[Dataset records]
=== Section Start ===

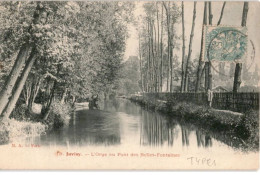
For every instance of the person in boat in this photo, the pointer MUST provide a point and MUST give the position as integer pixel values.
(93, 104)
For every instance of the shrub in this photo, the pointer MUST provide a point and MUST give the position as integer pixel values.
(12, 129)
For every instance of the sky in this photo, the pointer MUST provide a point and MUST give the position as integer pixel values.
(232, 16)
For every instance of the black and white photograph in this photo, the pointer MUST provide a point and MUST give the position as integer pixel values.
(129, 85)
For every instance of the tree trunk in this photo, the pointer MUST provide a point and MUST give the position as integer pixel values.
(171, 57)
(149, 58)
(237, 78)
(48, 107)
(209, 85)
(19, 86)
(222, 12)
(169, 45)
(238, 70)
(161, 72)
(34, 91)
(6, 92)
(190, 46)
(183, 50)
(140, 55)
(63, 96)
(158, 49)
(201, 50)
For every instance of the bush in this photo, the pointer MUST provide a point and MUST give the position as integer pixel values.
(12, 129)
(59, 116)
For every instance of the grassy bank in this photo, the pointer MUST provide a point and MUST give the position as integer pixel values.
(242, 129)
(23, 123)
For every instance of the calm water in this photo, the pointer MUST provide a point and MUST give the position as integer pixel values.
(123, 123)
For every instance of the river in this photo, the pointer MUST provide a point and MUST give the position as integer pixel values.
(124, 135)
(121, 122)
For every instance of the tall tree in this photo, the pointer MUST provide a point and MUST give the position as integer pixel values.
(238, 69)
(183, 50)
(222, 12)
(198, 80)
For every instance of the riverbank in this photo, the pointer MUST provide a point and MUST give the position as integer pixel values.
(242, 128)
(23, 124)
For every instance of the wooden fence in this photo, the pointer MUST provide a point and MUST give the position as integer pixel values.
(239, 102)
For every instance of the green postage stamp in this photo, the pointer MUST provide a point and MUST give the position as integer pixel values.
(225, 43)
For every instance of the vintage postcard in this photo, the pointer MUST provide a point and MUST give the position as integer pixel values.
(129, 85)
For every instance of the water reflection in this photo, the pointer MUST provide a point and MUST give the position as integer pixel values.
(121, 122)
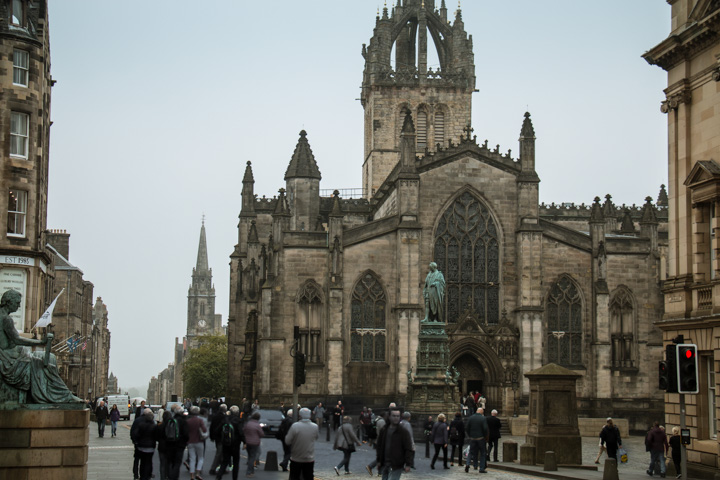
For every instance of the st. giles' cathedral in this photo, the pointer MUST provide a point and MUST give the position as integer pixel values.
(526, 284)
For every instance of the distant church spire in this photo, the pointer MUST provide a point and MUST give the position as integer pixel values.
(202, 263)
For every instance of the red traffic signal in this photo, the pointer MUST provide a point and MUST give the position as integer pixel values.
(687, 368)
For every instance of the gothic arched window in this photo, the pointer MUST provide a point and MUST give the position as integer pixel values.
(622, 328)
(367, 321)
(439, 128)
(421, 130)
(467, 252)
(564, 324)
(309, 311)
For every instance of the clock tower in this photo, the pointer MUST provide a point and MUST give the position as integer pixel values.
(201, 298)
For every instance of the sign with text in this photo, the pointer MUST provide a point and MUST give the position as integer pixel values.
(15, 279)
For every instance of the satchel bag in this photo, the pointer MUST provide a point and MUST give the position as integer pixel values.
(350, 446)
(623, 454)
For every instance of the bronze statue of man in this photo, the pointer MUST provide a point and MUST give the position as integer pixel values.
(26, 376)
(434, 293)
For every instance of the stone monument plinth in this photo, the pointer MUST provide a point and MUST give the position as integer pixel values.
(432, 389)
(553, 422)
(43, 442)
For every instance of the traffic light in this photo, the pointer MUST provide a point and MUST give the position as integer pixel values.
(299, 369)
(667, 379)
(687, 368)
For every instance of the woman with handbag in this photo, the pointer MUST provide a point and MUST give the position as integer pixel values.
(345, 440)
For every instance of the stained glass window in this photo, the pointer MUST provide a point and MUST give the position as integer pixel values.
(564, 324)
(367, 321)
(622, 328)
(467, 252)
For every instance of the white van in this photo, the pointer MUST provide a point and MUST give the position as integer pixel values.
(123, 403)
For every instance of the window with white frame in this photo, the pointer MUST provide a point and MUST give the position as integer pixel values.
(711, 390)
(19, 133)
(17, 14)
(17, 212)
(21, 66)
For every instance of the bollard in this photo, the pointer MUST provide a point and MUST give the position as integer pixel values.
(610, 471)
(271, 461)
(550, 462)
(509, 451)
(527, 454)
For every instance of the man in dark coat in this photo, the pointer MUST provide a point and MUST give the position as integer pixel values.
(656, 443)
(494, 427)
(174, 448)
(394, 448)
(232, 451)
(142, 435)
(101, 415)
(478, 432)
(610, 438)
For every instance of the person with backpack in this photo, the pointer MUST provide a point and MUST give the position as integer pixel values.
(457, 438)
(282, 433)
(231, 436)
(176, 438)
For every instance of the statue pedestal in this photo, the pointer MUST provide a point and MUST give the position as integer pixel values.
(44, 441)
(432, 391)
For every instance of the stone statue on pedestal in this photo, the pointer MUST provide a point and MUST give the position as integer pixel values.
(27, 376)
(434, 293)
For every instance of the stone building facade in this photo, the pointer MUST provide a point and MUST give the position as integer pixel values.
(527, 284)
(25, 90)
(691, 57)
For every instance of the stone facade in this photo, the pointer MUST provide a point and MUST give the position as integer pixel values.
(25, 90)
(691, 56)
(526, 284)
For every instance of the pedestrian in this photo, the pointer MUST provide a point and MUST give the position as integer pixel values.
(252, 431)
(379, 425)
(365, 420)
(282, 433)
(676, 443)
(114, 417)
(338, 412)
(176, 438)
(196, 449)
(218, 418)
(101, 415)
(231, 436)
(478, 432)
(610, 439)
(143, 437)
(302, 437)
(345, 441)
(394, 449)
(656, 443)
(440, 438)
(457, 438)
(494, 426)
(319, 414)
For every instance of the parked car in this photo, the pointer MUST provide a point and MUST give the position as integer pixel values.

=== Section End ===

Print all the entries exactly as they appear, without the pictures.

For every instance of the person in boat in this photo, the pointer MUST provide a point and MUST give the position as integer pixel values.
(93, 104)
For every instance of the shrub in this photo, the pointer MUST provide a point and MUST give the position as integer pixel values.
(12, 129)
For every instance of the sky in this photo, the pointer MUST provide a point and MUST give the position as integer pixel values.
(232, 16)
For every instance of the black and white photograph in this photo, the pointer MUST provide a point and MUST give the position as integer pixel values.
(129, 85)
For every instance of the tree trunk in this photo, the pointer MUST provide a point and MUST give the position as integer pixel values.
(171, 57)
(149, 58)
(237, 78)
(48, 107)
(209, 85)
(19, 86)
(222, 12)
(169, 45)
(238, 70)
(161, 72)
(34, 91)
(6, 92)
(190, 46)
(183, 50)
(140, 55)
(63, 96)
(158, 49)
(201, 50)
For every instance of the bush in this photo, the pointer MUST provide a point and MUST give the position as integer pixel values.
(12, 129)
(59, 116)
For every instance of the grassy bank in this photo, the pointer MUST provide a point and MUST give the position as integer pixel values.
(242, 129)
(23, 123)
For every instance of the calm water in this photo, the pointer MUST provide a point and MUST give the position as integer pixel values.
(123, 123)
For every instance of the river in this photo, the pointer MUST provide a point and MUST give the position as integer pixel values.
(124, 135)
(121, 122)
For every instance of the tall tree in this photo, the pointer MUST provide a point and MUST give the position as integer pixel values.
(238, 69)
(183, 50)
(222, 12)
(198, 80)
For every instance of the riverbank in this photo, the pointer MUST provide a point and MUST give the position as integer pixel values.
(242, 128)
(23, 124)
For every instance of the wooden fence in this photo, the pointer MUST provide a point and MUST give the position as integer pixel values.
(239, 102)
For every instance of the green postage stamp in this photo, the pointer MUST provide a point and MUST give the position as integer pixel values.
(225, 43)
For every instance of the vintage postcard in this photo, the pointer MUST provide a point and MUST give the position as integer pixel values.
(129, 85)
For every instance of the water reflection in this photo, the pointer MUST provide a point and MUST give the position as integer pixel values.
(121, 122)
For every instance of the st. giles' cathedral in this photo, the pointer MUST provide a point and MUST give the position as integer pixel values.
(526, 284)
For every instance of the distant church spire in this photo, the pointer MUST provide a point and MUST give the position as integer pixel values.
(202, 263)
For every instance of the red traffic signal in this photo, the pointer MUST provide a point and MUST give the position as integer pixel values.
(687, 368)
For every instance of the gothic arched window in this photo, the pointer MUST provide a point and MUST give the position as integer pixel values.
(622, 328)
(367, 321)
(439, 128)
(421, 130)
(467, 252)
(564, 324)
(309, 311)
For every instance of the clock tower in this photo, the pointer MUST provide a point and MUST give the position as integer pixel values.
(201, 298)
For every instance of the sign with text in this photo, the pointer MUST provide a point and MUST give the position as integer pixel values.
(15, 279)
For every instance of the satchel bag in this photo, the pointer MUST provide a point and MUST give the position as integer pixel values.
(350, 446)
(623, 454)
For every instance of the bronze statue of man in this photo, the pointer MUST provide a point and MUST give the position as integer pixel values.
(26, 376)
(434, 293)
For every instance of the stone monument plinth in this photo, the pointer MUST provide a point and MUST give the position as integer pixel values.
(432, 389)
(553, 422)
(43, 442)
For every instance of the traffic light in this photo, the pointer MUST provide a point and MUST give the position as integer pixel values.
(299, 369)
(667, 379)
(687, 368)
For every instance of the woman with handbag in this photo, the pointer MUST provide a point and MUST give the position as integer pixel values.
(345, 440)
For every instance of the stained glass window in this photo, the pointer MUST provide a point and MUST give the position as integer pixel values.
(564, 324)
(367, 321)
(622, 328)
(467, 252)
For every instance of the white van in this photo, the pointer MUST provide a point and MUST give the position as integer pixel values.
(123, 403)
For every instance of the window with white frame in this photo, the pointer MUST provide a point and MUST give the position as integer pixel values.
(711, 390)
(19, 133)
(17, 14)
(17, 212)
(21, 66)
For every instance of the bollard in this photo, the pointer MUST provide a point and MUST give the position as integer pixel values.
(610, 471)
(271, 461)
(550, 462)
(509, 451)
(527, 454)
For every instance of the man in dark coat in this photo, the pointer MUST provide a point and MUST give the position as integer pixel values.
(656, 443)
(494, 427)
(174, 448)
(394, 448)
(232, 451)
(142, 435)
(101, 415)
(478, 432)
(610, 438)
For every instance of the person with backpack in this photo, the pointer MUST provide a point and MUST give the position as integer pixel values.
(457, 438)
(282, 433)
(231, 436)
(176, 438)
For every instance of the statue pedestal in this photo, the pointer MUST provide a point and MUST give the position as integer pixel values.
(44, 441)
(432, 391)
For every instance of the stone statue on pedestal in this photo, the pointer MUST provide a point and MUST give the position as integer pixel values.
(27, 376)
(434, 293)
For every instance of the stone building facade in this photo, the pointer MUST provide a point and MUST give the position as integer pixel values.
(527, 284)
(25, 90)
(691, 57)
For every instance of the stone facade in this photo, the pointer MUST provide a point and MUST give the position as integer pixel values.
(25, 90)
(691, 56)
(526, 284)
For every instance of the pedestrian in this photo, the pointer MUST provide a point and MUST give the position as integer pixel values.
(252, 431)
(379, 425)
(365, 420)
(282, 433)
(676, 443)
(114, 417)
(338, 412)
(176, 438)
(196, 449)
(218, 418)
(101, 415)
(231, 436)
(478, 432)
(610, 439)
(143, 437)
(302, 437)
(345, 441)
(394, 449)
(656, 443)
(440, 438)
(457, 438)
(494, 426)
(319, 414)
For every instance of the parked car in this photo, the pointer MUST provide a point and MUST give the position as integer pixel values.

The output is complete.